• **Vos consignes**: Indiquez, d'après l'extrait ci-dessous sur la Fundación Renacer, combien d'années Mauricio de Oro a passées dans cette fondation.

Les conflits entre les dizaines d'enfants et d’adolescents qui vivent dans les foyers d'accueil en permanence sont courants, et le personnel multidisciplinaire - qui comprend un travailleur social, un juriste et un nutritionniste, ainsi que des psychologues et des éducateurs - est sur place 24 heures sur 24 pour les aider à apprendre à régler leurs différends. De plus, en raison des traumatismes profonds qu’ils ont subis, le personnel doit être constamment en alerte maximale contre les risques d'auto-mutilation.
Cependant, selon Mayerlín, les enfants s'adaptent peu à peu à leur nouvel environnement. Eloignés du danger et entourés d'adultes bienveillants et aidants ainsi que d'autres enfants ayant subi les mêmes expériences traumatisantes, ils parviennent à faire face à leur passé et à faire des projets pour l'avenir.
« Quand ils arrivent à la Fundación Renacer ... beaucoup n‘ont plus envie de vivre. »
« Le fait d'avoir été envoyé à la Fundación Renacer a marqué le commencement d'une nouvelle vie pour moi », raconte Mauricio de Oro, un homme de 29 ans originaire de Bogotá qui avait à peine cinq ans quand il a commencé à subir des violences sexuelles, ce qui l’a conduit à commettre plusieurs tentatives de suicide.
« J'allais devenir une statistique de plus, un autre jeune qui met fin à ses jours », poursuit-il. Mais, au sein du foyer, « mes plaies ont commencé à guérir et j'ai commencé à me sentir en paix... et à retrouver ma volonté de vivre et de rêver. »
Mauricio reconnait aussi que ses trois années à la Fundación Renacer lui ont donné le courage de poursuivre une carrière dans la musique. En tant que musicien de rock chrétien, il a passé une bonne partie de la dernière décennie sur les routes, transmettant au public ce qu'il appelle son « message de changement » dans toute l'Amérique latine.

(Entrées enregistrées)
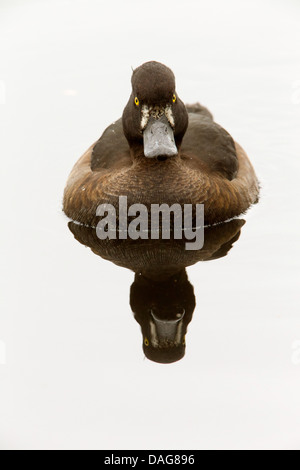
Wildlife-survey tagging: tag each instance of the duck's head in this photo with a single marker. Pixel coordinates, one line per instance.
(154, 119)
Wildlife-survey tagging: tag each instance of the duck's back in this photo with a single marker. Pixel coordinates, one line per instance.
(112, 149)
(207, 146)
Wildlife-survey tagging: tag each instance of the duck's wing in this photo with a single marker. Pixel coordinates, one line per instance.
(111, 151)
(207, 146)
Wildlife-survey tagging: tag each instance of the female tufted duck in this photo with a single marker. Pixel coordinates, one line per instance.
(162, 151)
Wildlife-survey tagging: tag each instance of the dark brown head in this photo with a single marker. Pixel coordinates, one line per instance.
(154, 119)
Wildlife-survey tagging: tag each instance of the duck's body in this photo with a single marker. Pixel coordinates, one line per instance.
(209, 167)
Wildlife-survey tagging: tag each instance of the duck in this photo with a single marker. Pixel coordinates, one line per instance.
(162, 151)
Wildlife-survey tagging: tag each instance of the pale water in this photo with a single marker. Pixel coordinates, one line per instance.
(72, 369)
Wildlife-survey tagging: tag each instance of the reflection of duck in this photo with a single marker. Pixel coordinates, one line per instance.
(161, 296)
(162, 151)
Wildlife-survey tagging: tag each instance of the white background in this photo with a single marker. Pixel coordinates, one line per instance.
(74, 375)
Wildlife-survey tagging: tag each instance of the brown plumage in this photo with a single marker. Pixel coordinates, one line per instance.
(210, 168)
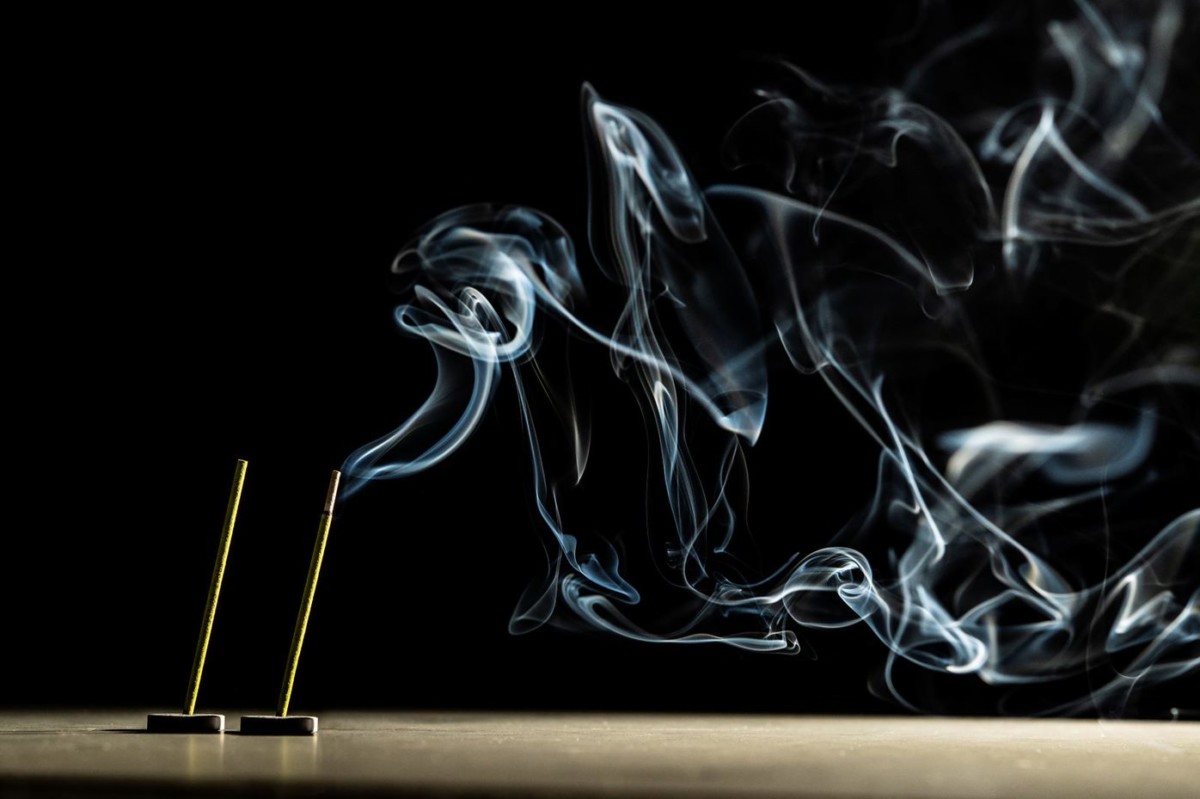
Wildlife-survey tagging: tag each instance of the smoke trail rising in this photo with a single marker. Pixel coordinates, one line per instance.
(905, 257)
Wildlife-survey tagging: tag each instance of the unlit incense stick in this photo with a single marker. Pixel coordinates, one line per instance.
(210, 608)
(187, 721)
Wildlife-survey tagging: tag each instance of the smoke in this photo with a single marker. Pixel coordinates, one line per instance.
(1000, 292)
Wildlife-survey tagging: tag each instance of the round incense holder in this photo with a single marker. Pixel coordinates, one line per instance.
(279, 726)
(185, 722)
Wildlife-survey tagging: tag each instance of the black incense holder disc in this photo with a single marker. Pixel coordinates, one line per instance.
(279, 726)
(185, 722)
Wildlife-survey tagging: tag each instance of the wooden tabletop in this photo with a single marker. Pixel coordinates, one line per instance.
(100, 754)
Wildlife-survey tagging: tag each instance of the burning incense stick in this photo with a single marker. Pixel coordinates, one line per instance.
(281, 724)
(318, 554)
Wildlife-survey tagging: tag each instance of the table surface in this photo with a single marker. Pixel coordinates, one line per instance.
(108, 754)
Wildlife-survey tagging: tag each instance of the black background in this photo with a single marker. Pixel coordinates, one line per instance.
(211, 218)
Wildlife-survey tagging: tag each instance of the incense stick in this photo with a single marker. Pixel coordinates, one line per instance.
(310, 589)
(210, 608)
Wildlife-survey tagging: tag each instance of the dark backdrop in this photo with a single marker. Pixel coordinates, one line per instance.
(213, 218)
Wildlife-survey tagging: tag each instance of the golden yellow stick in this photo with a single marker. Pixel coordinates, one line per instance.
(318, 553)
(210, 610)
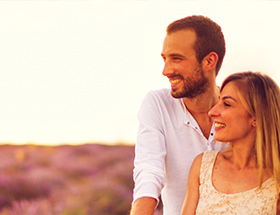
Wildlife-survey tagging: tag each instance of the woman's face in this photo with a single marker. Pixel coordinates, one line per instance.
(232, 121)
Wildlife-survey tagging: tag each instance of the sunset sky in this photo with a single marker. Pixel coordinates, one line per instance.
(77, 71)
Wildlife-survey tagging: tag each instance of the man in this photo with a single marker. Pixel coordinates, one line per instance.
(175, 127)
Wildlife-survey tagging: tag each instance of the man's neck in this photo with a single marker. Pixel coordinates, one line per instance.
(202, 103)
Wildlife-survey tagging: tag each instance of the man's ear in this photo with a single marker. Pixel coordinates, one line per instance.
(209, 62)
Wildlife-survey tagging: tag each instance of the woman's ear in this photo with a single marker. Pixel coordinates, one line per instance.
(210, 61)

--

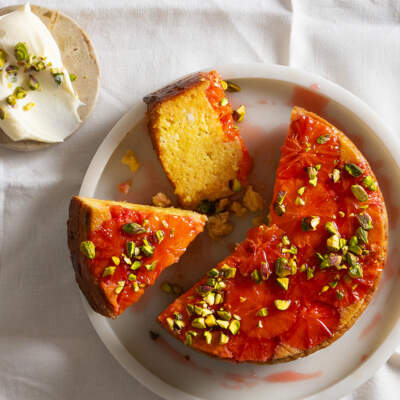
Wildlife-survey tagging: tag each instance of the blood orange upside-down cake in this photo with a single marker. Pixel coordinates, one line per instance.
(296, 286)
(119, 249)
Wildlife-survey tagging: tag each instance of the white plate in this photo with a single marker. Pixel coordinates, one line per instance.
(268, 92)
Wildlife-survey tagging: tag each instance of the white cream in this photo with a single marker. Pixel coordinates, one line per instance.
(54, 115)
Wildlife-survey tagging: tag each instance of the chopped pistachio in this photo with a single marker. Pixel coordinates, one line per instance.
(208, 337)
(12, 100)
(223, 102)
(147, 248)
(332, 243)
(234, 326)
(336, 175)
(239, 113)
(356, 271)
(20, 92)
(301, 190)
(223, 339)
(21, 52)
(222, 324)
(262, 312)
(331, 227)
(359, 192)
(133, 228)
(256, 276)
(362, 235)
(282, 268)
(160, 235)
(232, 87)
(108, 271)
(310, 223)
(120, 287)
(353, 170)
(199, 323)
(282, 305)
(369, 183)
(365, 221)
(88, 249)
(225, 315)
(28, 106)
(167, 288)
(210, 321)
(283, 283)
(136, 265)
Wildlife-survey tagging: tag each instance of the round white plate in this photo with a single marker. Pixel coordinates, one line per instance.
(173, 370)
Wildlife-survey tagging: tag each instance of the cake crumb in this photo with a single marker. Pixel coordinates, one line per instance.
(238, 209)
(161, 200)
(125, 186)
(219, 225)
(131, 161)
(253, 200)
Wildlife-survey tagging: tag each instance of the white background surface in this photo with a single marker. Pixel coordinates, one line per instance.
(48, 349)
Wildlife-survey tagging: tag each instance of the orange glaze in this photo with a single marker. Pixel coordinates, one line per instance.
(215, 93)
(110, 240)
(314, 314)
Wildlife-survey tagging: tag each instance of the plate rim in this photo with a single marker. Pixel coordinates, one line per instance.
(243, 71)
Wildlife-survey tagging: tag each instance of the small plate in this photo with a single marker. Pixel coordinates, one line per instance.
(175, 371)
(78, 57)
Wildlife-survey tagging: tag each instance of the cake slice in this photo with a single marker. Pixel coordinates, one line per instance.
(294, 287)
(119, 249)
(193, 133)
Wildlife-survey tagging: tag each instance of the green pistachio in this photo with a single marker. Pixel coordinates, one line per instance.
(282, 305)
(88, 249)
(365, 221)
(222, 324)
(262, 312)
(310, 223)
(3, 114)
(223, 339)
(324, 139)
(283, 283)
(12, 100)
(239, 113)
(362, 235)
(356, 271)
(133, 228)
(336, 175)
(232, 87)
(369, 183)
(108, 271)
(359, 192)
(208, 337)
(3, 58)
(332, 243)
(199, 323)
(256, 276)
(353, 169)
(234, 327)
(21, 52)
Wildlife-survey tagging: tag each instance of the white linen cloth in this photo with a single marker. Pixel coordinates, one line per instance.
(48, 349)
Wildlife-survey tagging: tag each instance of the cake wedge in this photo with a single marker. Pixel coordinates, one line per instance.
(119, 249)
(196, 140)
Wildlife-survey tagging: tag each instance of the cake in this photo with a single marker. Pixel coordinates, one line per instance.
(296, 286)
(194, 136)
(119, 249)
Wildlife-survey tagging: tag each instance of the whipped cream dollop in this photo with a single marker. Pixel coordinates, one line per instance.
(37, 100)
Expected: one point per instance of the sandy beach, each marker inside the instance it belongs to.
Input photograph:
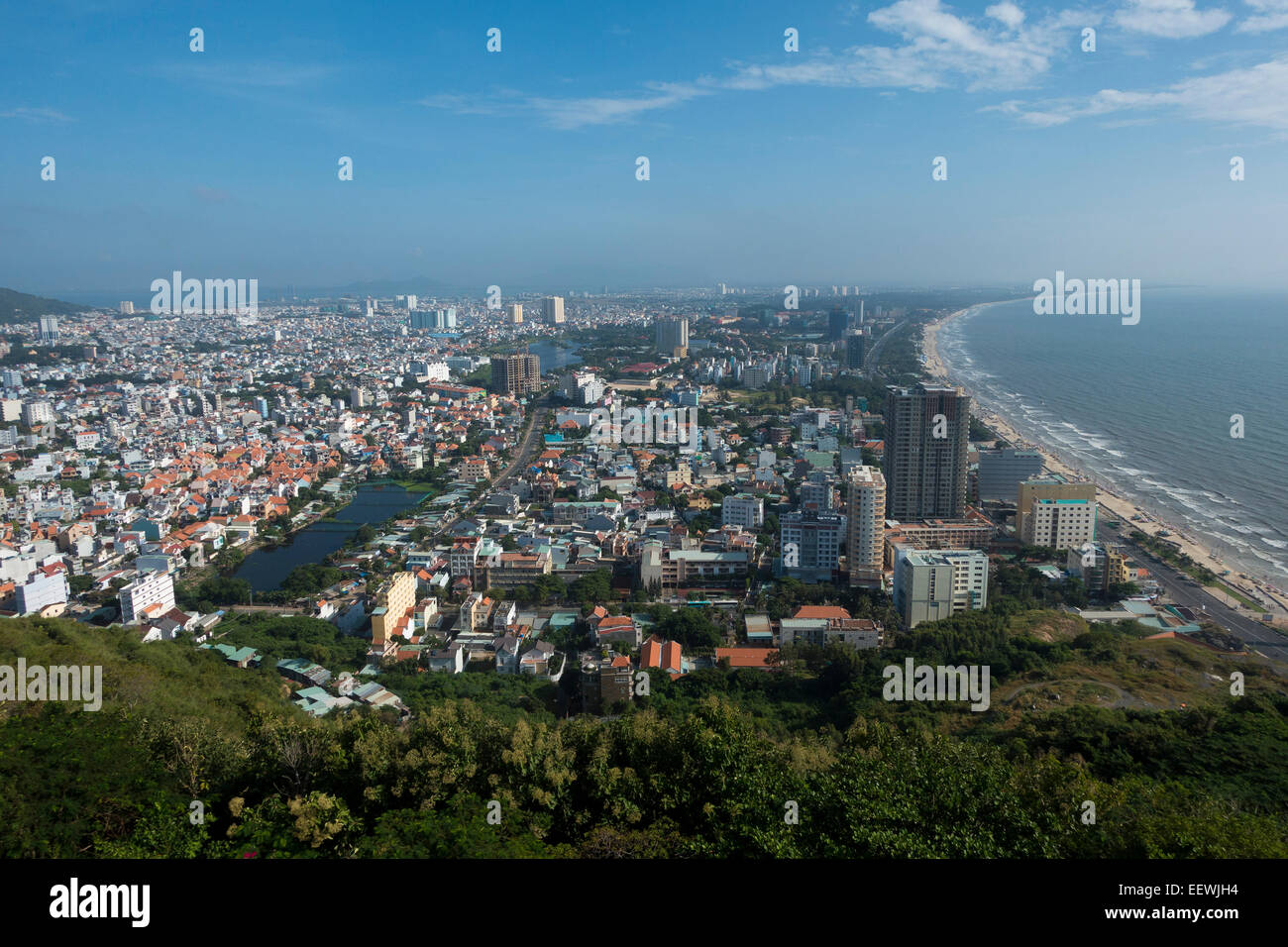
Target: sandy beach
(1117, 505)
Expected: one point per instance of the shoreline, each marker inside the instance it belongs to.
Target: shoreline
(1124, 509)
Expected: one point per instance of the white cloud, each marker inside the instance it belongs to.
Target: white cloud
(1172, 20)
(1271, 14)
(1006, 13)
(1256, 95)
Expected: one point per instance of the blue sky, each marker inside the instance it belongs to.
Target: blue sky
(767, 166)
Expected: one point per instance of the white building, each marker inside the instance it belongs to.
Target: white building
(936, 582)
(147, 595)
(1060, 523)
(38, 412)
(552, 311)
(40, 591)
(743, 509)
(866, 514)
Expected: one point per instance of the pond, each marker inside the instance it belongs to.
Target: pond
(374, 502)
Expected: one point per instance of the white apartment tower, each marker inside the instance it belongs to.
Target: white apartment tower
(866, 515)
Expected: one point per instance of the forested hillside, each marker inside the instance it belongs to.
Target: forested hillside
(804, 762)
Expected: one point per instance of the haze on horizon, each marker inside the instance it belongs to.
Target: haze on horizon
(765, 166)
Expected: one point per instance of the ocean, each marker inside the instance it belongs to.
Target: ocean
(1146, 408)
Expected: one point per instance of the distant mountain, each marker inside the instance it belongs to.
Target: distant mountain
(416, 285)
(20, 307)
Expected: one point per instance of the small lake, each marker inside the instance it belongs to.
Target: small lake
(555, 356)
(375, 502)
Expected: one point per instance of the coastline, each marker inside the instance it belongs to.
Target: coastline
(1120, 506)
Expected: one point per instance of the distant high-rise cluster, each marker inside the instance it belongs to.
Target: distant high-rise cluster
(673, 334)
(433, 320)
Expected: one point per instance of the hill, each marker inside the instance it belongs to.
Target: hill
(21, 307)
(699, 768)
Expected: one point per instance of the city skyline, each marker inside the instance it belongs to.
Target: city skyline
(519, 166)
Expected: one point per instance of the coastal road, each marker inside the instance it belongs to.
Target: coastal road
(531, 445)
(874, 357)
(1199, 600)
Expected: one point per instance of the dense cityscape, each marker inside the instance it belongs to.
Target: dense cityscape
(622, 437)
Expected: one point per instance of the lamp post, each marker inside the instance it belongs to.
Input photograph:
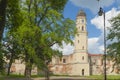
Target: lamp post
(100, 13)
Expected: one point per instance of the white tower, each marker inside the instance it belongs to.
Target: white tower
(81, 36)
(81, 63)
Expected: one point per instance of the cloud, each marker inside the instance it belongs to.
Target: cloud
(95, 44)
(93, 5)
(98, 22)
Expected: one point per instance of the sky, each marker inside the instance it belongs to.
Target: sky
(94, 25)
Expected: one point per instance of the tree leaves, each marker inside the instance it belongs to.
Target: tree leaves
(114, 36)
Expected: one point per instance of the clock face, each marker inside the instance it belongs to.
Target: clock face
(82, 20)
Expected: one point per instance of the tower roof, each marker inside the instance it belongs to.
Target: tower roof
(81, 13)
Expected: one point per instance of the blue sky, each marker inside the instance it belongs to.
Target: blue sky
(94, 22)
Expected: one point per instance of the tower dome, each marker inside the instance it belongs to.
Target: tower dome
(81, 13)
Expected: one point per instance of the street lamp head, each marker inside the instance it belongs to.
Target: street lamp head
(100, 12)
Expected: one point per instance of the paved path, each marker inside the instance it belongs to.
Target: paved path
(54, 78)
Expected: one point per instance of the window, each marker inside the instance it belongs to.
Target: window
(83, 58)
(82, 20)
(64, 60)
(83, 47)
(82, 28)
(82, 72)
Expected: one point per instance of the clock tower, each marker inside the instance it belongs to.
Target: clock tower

• **Réponse finale**: Trois années.